Page excerpt -
Learning Appearance Models
Our reseach focuses on learning appearance models from images/videos that can be used for a variety of tasks such as recognition, detection and classification etc. Prior information such as geometry and kinematics is used to improve the quality of appearance models learnt thus enabling better performance at these tasks.
Dynamic Activity Recognition
Many of the human activities such as Jumping, Squatting have a correlated spatiotemporal structure. They are composed of homogeneous units. These units, which we refer to as actions, are often common to more than one activity. Therefore, it is essential to have a representation which can capture these activities effectively. To develop this, we model the frames of activities as a mixture model of actions and employ a probabilistic approach to learn their low-dimensional representation. We present recognition results on seven activities performed by various individuals. The results demonstrate the versatility and the ability of the model to capture the ensemble of human activities.
Boosting Appearance Models using Geometry
We developed novel method to construct an eigen space representation from limited number of views, which is equivalent to the one typically obtained from large number of images. This procedure implicitly incorporates a novel view synthesis algorithm in the eigen space construction process. Inherent information in an appearance representation is enhanced using geometric computations. We experimentally verify the performance for orthographic, affine and projective camera models. Recognition results on the COIL and SOIL image database are promising.

Task instructions -
Reproduce the part of the page on learning appearance models starting at "Dynamic Activity Recognition" and ending at "of human activities.". These lines have nothing to do with it.

Collected material -
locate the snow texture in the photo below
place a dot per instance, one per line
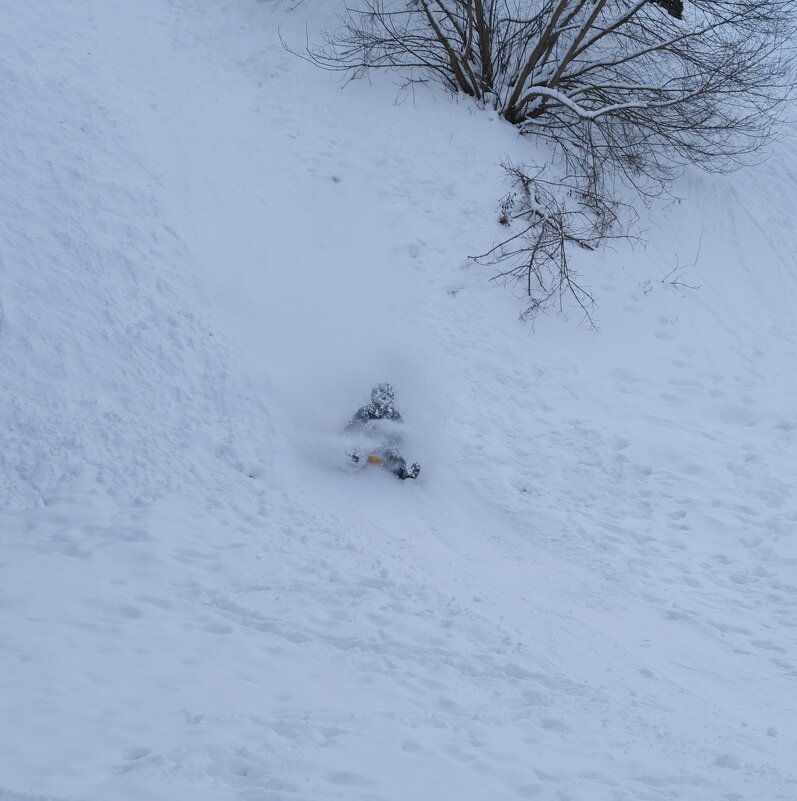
(208, 254)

Task response -
Dynamic Activity Recognition
Many of the human activities such as Jumping, Squatting have a correlated spatiotemporal structure. They are composed of homogeneous units. These units, which we refer to as actions, are often common to more than one activity. Therefore, it is essential to have a representation which can capture these activities effectively. To develop this, we model the frames of activities as a mixture model of actions and employ a probabilistic approach to learn their low-dimensional representation. We present recognition results on seven activities performed by various individuals. The results demonstrate the versatility and the ability of the model to capture the ensemble of human activities.